-- Zu erledigen --
[a] Gib aus dem Quellenauszug den Abschnitt wortgetreu aus, der mit den Worten „Die Regelung in“ beginnt und mit „eröffneten Regelungsbefugnis gedeckt1.“ endet.
[b] Übersetze diesen Satz aus dem Quellenauszug ins Englische: „Nach § 14 Abs. 2 Satz 1 Halbs. 1 TzBfG ist die kalendermäßige Befristung eines Arbeitsvertrags ohne Vorliegen eines Sachgrundes bis zur Dauer von zwei Jahren zulässig.“
[c] Nenne alle in Jahren angegebenen Zeitdauern, die der Quellenauszug enthält.

-- Quellenauszug --

= = =

Sachgrundlose Befristung im Steinkohlenbergbau

Die Regelung in § 2 Abs. 1 TV Befristung Steinkohlenbergbau idF vom 01.08.2010, wonach der Arbeitsvertrag bis zur Gesamtdauer von sieben Jahren ohne Vorliegen eines sachlichen Grundes befristet werden kann, ist nicht von der den Tarifvertragsparteien durch § 14 Abs. 2 Satz 3 TzBfG eröffneten Regelungsbefugnis gedeckt1.

Sachgrundlose Befristung im Steinkohlenbergbau

Nach § 14 Abs. 2 Satz 1 Halbs. 1 TzBfG ist die kalendermäßige Befristung eines Arbeitsvertrags ohne Vorliegen eines Sachgrundes bis zur Dauer von zwei Jahren zulässig.  Die den Tarifvertragsparteien durch § 14 Abs. 2 Satz 3 TzBfG eröffnete Möglichkeit, die Höchstdauer der Befristung und die Anzahl der Vertragsverlängerungen abweichend von § 14 Abs. 2 Satz 1 TzBfG festzulegen, ist zwar nach dem Gesetzeswortlaut nicht eingeschränkt. Aufgrund des systematischen Gesamtzusammenhangs und Sinn und Zwecks von § 14 TzBfG sowie aus verfassungs- und unionsrechtlichen Gründen besteht aber eine immanente Beschränkung der durch § 14 Abs. 2 Satz 3 TzBfG eröffneten Regelungsbefugnis der Tarifvertragsparteien. Nach der Rechtsprechung des Bundesarbeitsgerichts ist die Grenze der tariflichen Regelungsbefugnis bei der Festlegung der Dauer eines sachgrundlos befristeten Arbeitsverhältnisses auf maximal sechs Jahre und der höchstens neunmaligen Verlängerung bis zu dieser Gesamtdauer erreicht2.

= = =

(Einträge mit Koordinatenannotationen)
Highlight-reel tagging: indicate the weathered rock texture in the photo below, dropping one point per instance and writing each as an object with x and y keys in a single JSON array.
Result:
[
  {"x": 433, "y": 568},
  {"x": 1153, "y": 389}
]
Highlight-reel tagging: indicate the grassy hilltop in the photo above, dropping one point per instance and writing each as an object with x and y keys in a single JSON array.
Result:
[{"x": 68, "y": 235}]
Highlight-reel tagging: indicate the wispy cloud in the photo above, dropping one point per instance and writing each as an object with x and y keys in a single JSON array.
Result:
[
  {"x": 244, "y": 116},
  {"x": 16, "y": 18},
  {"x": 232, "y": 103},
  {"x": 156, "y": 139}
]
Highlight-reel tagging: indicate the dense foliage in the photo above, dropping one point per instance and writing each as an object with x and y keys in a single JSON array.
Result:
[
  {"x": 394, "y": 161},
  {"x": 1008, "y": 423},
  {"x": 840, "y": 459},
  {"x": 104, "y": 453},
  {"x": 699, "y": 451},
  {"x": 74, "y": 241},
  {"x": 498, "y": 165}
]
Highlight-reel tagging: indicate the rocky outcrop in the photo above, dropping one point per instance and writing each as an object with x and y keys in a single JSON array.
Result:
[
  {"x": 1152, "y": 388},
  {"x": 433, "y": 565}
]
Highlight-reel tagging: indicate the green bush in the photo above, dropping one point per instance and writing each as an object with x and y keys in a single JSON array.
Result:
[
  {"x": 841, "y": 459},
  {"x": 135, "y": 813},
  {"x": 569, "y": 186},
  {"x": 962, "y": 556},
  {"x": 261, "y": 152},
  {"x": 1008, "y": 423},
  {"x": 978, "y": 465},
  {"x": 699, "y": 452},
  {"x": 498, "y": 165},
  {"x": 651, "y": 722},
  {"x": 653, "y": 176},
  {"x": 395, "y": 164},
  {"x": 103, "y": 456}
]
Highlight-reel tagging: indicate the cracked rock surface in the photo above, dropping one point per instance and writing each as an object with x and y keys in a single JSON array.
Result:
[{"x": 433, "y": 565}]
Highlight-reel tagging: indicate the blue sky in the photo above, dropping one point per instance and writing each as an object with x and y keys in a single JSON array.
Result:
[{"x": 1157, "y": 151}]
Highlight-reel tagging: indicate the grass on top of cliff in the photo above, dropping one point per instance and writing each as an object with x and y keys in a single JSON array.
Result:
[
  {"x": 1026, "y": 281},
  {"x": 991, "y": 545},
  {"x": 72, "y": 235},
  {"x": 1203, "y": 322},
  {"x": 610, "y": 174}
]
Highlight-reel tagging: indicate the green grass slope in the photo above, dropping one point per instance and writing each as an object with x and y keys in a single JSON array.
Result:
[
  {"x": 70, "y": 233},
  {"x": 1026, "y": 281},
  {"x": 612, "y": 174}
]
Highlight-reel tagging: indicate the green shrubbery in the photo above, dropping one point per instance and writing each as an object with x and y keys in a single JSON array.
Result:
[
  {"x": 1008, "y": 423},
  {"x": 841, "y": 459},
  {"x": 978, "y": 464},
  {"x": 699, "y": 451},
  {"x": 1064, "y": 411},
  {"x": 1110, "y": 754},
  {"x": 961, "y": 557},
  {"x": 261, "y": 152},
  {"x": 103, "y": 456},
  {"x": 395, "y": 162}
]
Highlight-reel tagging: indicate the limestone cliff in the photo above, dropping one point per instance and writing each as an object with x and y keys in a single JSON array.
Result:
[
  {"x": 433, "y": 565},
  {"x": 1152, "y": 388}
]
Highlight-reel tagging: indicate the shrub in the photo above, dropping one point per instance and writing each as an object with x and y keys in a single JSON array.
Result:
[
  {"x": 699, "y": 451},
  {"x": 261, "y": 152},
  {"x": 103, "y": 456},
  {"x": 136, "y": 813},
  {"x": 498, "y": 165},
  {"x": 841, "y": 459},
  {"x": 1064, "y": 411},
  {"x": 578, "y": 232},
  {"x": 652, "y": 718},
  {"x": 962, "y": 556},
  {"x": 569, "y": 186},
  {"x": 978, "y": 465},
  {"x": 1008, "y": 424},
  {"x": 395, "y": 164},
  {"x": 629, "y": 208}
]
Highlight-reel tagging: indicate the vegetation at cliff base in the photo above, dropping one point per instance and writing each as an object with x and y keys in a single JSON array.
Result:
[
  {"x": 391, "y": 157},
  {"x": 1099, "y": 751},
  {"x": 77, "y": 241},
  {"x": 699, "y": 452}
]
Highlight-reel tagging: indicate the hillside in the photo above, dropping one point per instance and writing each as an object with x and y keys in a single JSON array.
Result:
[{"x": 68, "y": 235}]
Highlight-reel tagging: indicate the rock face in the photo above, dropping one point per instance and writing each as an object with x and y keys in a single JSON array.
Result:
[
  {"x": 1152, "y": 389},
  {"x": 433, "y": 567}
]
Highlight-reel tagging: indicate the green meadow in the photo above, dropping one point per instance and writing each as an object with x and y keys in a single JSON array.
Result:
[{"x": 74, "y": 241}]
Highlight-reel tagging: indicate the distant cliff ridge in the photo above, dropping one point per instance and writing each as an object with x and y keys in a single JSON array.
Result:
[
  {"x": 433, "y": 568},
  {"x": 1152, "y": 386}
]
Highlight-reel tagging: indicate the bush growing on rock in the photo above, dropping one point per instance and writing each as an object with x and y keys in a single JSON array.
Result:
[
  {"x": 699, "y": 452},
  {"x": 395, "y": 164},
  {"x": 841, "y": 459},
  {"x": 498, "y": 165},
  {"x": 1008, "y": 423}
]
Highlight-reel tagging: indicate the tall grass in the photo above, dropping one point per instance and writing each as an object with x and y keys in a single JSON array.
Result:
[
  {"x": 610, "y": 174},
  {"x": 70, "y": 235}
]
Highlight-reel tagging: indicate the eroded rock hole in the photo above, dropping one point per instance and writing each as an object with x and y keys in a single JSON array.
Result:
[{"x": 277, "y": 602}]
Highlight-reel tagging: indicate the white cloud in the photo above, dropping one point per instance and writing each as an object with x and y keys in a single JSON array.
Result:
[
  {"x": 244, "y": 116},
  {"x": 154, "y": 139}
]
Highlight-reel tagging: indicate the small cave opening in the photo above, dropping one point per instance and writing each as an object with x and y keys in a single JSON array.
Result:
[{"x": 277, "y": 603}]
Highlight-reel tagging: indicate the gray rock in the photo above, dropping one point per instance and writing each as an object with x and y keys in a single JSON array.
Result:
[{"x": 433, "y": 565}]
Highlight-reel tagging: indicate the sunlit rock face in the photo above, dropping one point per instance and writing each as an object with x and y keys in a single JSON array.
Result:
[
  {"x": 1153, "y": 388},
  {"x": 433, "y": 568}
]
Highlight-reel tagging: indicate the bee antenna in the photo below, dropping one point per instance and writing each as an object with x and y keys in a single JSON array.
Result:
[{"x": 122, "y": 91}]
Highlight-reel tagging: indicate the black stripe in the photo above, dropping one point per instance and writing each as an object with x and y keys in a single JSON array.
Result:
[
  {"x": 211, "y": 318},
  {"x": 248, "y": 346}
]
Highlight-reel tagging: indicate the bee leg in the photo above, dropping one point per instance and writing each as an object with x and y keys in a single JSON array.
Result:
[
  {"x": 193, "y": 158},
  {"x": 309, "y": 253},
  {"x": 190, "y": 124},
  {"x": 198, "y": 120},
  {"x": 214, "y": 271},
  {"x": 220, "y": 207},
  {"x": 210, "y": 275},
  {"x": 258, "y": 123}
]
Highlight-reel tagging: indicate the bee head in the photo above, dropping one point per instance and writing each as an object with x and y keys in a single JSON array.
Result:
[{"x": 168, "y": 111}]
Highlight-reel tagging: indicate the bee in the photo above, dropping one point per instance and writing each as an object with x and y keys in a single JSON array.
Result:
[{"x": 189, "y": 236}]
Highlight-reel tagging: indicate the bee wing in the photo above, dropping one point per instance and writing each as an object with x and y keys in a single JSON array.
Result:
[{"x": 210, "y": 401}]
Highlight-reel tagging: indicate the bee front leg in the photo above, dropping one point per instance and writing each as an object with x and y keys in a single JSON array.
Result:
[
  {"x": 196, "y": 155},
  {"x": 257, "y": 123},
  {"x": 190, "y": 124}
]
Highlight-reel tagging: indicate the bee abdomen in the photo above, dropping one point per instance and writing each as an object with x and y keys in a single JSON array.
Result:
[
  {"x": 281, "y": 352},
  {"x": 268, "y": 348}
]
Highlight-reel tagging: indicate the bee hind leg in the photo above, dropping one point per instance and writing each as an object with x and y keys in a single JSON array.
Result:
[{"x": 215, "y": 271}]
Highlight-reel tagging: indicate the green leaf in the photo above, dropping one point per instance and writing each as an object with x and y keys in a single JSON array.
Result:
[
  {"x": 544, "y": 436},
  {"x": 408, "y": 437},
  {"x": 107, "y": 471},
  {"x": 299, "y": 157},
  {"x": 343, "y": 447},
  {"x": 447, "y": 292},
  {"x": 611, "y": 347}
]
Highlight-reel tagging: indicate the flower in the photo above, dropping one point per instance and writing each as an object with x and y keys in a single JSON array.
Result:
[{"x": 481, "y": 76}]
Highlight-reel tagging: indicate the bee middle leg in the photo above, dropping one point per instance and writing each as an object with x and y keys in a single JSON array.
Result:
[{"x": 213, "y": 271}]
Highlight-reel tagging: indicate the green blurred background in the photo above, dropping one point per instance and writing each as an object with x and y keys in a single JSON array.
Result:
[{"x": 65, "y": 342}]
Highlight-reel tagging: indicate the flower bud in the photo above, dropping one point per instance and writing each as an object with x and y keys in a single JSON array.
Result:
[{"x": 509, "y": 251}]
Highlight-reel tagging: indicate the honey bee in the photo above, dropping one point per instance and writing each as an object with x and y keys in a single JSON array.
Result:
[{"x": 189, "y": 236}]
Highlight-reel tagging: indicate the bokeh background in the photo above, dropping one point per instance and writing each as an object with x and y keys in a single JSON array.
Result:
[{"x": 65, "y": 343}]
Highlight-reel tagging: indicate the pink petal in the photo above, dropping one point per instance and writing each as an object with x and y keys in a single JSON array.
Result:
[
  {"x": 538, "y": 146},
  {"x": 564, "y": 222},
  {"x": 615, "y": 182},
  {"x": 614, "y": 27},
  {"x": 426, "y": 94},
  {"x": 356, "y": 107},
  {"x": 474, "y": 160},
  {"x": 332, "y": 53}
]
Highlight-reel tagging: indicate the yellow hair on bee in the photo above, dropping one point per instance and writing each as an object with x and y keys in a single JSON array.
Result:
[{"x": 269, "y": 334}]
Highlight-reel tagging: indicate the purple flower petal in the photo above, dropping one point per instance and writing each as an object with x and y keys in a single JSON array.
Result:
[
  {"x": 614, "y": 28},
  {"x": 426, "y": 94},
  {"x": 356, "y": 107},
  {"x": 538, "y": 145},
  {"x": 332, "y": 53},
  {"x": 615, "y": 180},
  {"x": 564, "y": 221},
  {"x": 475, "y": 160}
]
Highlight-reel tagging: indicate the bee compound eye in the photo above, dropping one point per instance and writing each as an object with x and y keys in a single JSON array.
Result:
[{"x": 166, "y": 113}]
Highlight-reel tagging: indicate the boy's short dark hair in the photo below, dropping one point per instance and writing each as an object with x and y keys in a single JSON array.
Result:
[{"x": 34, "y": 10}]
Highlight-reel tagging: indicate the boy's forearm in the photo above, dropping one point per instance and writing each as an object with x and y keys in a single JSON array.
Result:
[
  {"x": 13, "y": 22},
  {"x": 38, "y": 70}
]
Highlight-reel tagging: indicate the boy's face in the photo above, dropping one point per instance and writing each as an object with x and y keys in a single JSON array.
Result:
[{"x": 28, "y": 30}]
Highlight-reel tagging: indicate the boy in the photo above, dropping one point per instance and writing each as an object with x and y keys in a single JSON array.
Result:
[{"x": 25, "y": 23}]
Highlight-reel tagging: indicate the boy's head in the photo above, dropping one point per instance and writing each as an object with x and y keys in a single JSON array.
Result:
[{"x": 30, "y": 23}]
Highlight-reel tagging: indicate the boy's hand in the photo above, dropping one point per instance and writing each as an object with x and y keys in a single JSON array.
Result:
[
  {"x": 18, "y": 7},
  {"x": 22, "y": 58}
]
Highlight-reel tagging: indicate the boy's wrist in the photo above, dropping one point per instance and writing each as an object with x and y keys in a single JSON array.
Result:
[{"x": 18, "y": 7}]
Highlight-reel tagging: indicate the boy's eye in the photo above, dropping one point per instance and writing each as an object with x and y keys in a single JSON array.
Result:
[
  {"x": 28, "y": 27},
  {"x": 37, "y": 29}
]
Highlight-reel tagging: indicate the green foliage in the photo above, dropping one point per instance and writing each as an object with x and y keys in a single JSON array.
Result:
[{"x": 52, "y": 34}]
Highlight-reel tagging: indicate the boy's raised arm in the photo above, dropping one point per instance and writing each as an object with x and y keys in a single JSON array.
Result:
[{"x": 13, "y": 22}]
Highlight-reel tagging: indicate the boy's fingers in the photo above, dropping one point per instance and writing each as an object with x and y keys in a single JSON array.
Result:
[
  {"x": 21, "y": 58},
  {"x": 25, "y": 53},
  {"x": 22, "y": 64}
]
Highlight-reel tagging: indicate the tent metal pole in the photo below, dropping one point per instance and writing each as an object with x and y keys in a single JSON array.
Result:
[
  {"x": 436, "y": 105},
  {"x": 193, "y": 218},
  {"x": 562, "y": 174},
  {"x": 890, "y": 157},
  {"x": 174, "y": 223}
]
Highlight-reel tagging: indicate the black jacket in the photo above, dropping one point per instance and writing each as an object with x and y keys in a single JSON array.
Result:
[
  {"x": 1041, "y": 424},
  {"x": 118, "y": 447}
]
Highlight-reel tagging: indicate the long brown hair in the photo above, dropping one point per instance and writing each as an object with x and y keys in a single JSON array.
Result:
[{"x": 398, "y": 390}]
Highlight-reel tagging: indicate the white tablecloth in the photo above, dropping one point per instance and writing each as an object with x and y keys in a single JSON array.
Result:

= = =

-- Die Antworten --
[a]
Die Regelung in § 2 Abs. 1 TV Befristung Steinkohlenbergbau idF vom 01.08.2010, wonach der Arbeitsvertrag bis zur Gesamtdauer von sieben Jahren ohne Vorliegen eines sachlichen Grundes befristet werden kann, ist nicht von der den Tarifvertragsparteien durch § 14 Abs. 2 Satz 3 TzBfG eröffneten Regelungsbefugnis gedeckt1.

[b] Under Section 14(2), sentence 1, first half-sentence of the TzBfG, a calendar-based fixed term for an employment contract without an objective reason is permissible for a duration of up to two years.

[c] sieben Jahre, zwei Jahre, sechs Jahre